* _What you should do_: A word-for-word copy of the line containing "For each instance of the overhead" and every following line to the end of the data below is all the answer should hold.

Point localization data:

___

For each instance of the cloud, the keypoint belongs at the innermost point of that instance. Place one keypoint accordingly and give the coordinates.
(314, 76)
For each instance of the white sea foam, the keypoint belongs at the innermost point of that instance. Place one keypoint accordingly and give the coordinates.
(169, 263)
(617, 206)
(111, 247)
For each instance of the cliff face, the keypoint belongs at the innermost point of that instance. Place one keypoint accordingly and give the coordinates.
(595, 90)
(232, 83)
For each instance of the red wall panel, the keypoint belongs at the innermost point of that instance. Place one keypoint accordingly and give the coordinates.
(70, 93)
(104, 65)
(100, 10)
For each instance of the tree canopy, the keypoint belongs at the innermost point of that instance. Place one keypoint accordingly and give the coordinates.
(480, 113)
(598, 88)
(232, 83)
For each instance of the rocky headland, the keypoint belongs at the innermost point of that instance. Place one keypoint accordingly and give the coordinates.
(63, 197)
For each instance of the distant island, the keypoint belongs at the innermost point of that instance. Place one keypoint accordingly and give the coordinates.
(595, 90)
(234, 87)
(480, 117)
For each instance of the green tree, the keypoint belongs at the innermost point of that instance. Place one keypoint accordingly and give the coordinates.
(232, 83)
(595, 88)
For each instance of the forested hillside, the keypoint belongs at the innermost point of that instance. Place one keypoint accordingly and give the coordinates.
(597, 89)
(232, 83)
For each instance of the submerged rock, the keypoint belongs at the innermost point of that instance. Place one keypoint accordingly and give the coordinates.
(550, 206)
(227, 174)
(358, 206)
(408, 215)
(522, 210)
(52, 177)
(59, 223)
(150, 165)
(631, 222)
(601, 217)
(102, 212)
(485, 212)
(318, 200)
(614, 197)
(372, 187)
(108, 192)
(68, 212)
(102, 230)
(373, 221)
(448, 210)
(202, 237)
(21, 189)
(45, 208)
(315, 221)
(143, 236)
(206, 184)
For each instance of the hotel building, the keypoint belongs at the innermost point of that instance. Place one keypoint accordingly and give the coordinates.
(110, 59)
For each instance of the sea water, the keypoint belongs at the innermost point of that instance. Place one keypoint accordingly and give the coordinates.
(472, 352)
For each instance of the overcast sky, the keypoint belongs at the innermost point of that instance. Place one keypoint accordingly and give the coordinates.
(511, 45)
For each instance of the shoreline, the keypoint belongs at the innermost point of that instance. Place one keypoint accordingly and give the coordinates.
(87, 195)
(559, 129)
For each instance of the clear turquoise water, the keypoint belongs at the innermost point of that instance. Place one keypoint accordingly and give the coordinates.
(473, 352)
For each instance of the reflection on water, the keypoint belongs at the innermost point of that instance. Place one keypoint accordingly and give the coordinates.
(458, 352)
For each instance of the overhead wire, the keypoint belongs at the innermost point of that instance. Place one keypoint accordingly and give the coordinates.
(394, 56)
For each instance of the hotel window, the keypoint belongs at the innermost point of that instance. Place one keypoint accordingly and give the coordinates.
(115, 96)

___

* _Answer_:
For each instance of the overhead wire, the keypoint belongs at the innermost point of that instance. Place one keypoint accordingly and give the coordinates.
(394, 56)
For each instance of the hotel window, the keypoint belongs at the innermost point of that instance. Place one keypoint accordingly and give the coordinates.
(115, 96)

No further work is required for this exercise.